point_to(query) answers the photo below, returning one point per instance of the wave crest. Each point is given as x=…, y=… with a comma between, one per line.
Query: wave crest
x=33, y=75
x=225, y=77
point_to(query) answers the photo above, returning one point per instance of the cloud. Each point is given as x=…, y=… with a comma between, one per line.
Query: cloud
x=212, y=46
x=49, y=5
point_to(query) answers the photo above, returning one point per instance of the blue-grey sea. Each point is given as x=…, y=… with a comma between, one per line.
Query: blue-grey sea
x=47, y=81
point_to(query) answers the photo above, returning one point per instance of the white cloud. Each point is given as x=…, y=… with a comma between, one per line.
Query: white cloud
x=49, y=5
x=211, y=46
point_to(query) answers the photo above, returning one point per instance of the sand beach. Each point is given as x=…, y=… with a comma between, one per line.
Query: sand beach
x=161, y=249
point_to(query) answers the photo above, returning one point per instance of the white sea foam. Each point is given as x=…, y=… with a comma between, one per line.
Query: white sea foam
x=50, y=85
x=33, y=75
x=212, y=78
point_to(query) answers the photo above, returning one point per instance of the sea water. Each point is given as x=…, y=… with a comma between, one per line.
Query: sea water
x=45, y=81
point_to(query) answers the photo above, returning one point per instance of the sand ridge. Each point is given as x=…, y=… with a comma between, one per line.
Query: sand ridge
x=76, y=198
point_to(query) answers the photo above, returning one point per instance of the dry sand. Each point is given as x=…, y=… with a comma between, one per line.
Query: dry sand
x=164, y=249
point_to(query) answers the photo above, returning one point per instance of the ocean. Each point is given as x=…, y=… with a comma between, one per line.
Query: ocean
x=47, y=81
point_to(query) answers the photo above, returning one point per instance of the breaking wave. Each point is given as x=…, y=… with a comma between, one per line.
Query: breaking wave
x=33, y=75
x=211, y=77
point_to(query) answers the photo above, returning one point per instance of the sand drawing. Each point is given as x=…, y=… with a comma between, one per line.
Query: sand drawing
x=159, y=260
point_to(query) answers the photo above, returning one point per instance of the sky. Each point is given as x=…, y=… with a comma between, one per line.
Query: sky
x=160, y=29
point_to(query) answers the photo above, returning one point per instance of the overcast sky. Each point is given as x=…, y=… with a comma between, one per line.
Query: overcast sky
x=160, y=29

----

# EXERCISE DIRECTIONS:
Rewrite all of the lines above, putting "sand dune" wherever "sand ridge" occurs and leaving everything else unchanged.

# SOLVED PROBLEM:
point_to(query) answers the photo below, returning one point per instance of the wave crest. Each point is given as x=…, y=… with a comma between, one per line.
Query: wave crest
x=33, y=75
x=225, y=77
point_to(query) answers the photo above, returning one point per instance of the cloud. Each point is given as x=…, y=… with a comma between, one per line.
Query: cloud
x=212, y=46
x=49, y=5
point_to(query) answers the photo above, returning one point per instance of the blue-grey sea. Each point is given as x=…, y=… with a comma between, one per line.
Query: blue-grey sea
x=47, y=81
point_to(query) answers the photo above, returning one point per instance of the white cloud. Each point is given as x=…, y=… with a comma between, one per line.
Query: white cloud
x=49, y=5
x=211, y=46
point_to(query) answers the photo above, returning one point per instance of the sand beach. Each point is given as x=…, y=… with a comma between, one per line.
Query: sand beach
x=161, y=249
point_to(query) answers the photo above, returning one point per instance of the white sea foam. Each point is given as x=…, y=… with a comma between, one per line.
Query: white sea foam
x=50, y=85
x=33, y=75
x=212, y=78
point_to(query) answers the photo above, returning one point per instance of the sea water. Each point is given as x=…, y=… with a comma between, one per line.
Query: sea water
x=45, y=81
point_to(query) answers the photo above, returning one point per instance of the sand dune. Each point is given as x=…, y=… with a comma between, one per line.
Query: sand dune
x=76, y=198
point_to(query) answers the photo above, returning one point per instance of the dry sand. Each point is given as x=…, y=… with a comma between, one per line.
Query: dry sand
x=164, y=249
point_to(query) answers the photo above, returning one point per instance of the ocean. Each point is given as x=…, y=… with a comma between, one per line.
Query: ocean
x=47, y=81
point_to(query) answers the photo above, returning one point per instance of the breaking wave. Each point is given as x=…, y=… with a comma between, one per line.
Query: breaking wave
x=33, y=75
x=211, y=77
point_to(query) answers the photo above, returning one point per instance of the sand drawing. Each point is given as x=…, y=… with a comma between, one per line.
Query: sand drawing
x=159, y=260
point_to(query) answers the photo above, returning one point per instance of the sky. Each point is given as x=…, y=… with a comma between, one per line.
Query: sky
x=160, y=29
point_to(query) answers the photo above, returning one point per instance of the overcast sky. Each point is given as x=…, y=… with a comma between, one per line.
Query: overcast sky
x=160, y=29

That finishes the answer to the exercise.